- [Supplied text]
----------------
For new objects defined with the extension mechanism in Section 7.3, the extension_type property MUST be present (from the extensions property description in Section 3.2). We can know what type of object it is by whether the value of this property is "new-sdo", "new-sco", or "new-sro".

That wouldn't work for custom SDOs or SCOs using the now-deprecated method of custom object types. So another way to discern the category of the object to infer it from what common required properties are present on it. Looking at the table of common properties at the end of Section 3.2, one could say that if an object's type property is not "bundle" and the created and modified properties are not present, then it is a SCO. This doesn't work for differentiating SDOs and SROs since the same common properties are optional and required for them. But one might assume that custom SDOs are more likely than custom SROs and treat all custom objects that don't use extensions and have both a created and a modified property as SDOs. I'm not sure there's a way to differentiate between old-style (deprecated) custom SDOs and SROs, unfortunately.
----------------
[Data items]

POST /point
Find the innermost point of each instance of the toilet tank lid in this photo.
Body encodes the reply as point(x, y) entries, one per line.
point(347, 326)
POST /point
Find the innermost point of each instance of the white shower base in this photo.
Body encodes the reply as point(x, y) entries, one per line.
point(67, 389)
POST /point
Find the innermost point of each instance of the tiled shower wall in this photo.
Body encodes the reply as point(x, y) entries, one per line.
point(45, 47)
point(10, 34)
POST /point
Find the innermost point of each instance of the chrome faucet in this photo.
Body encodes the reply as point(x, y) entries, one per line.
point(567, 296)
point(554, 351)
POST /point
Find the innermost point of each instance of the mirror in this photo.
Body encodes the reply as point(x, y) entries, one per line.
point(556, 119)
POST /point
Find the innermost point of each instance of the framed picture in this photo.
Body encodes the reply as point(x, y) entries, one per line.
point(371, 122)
----------------
- [Exercise task A] Do the following statements agree with the passage on custom object types? Answer yes or no for each, quoting the words of the passage that decide it: (i) An object defined with the extension mechanism must have the extension_type property. (ii) Checking for the created and modified properties can tell an SDO apart from an SRO. (iii) The writer is confident that old-style custom SDOs and SROs can be told apart.
- [Exercise task B] Reproduce the passage on custom object types word for word, starting at "That wouldn't work" and ending at "and SROs, unfortunately.".
- [Exercise task C] Carry the passage on custom object types further, picking up after its final sentence.

- [Response A]
(i) Yes: "the extension_type property MUST be present"
(ii) No: "This doesn't work for differentiating SDOs and SROs since the same common properties are optional and required for them."
(iii) No: "I'm not sure there's a way to differentiate between old-style (deprecated) custom SDOs and SROs, unfortunately."

- [Response B]
That wouldn't work for custom SDOs or SCOs using the now-deprecated method of custom object types. So another way to discern the category of the object to infer it from what common required properties are present on it. Looking at the table of common properties at the end of Section 3.2, one could say that if an object's type property is not "bundle" and the created and modified properties are not present, then it is a SCO. This doesn't work for differentiating SDOs and SROs since the same common properties are optional and required for them. But one might assume that custom SDOs are more likely than custom SROs and treat all custom objects that don't use extensions and have both a created and a modified property as SDOs. I'm not sure there's a way to differentiate between old-style (deprecated) custom SDOs and SROs, unfortunately.

- [Response C]
Thanks,
Chris Lenk
MITRE

-----Original Message-----
From: cti-comment@lists.oasis-open.org <cti-comment@lists.oasis-open.org> On Behalf Of Mark Finlayson
Sent: Wednesday, March 31, 2021 9:27 AM
To: cti-comment@lists.oasis-open.org
Subject: [EXT] [cti-comment] clarification question: new SDO vs SCO types

Hi again,

I have one more clarification question that I am hoping someone can answer. In the specification there doesn't seem to be any property that distinguishes SDOs from SCOs, other than the "type" property (meaning, you have to know the type hierarchy to know that "location" is an SDO but "email-message" is an SCO).

How, then, does an implementer know if a newly defined type, provided by the extension mechanism, is an SDO or SCO? The answer may possible be: 
they don't.

While I can't see a big problem with not knowing this information for a particular object, I can see two minor possible problems: (1) the "consists-of" relationship can take as a a target "all STIX CSOs", so if you don't know which newly defined objects are CSOs you don't know which types are valid in this position. I may have missed analogous cases elsewhere in the specification. And, (2), there are semantic differences between the two classes and so implementations may wish to handle SDOs vs SCOs differently, and so not knowing if a newly defined type is one or the other would make different behaviors for SDOs for SCOs problematic.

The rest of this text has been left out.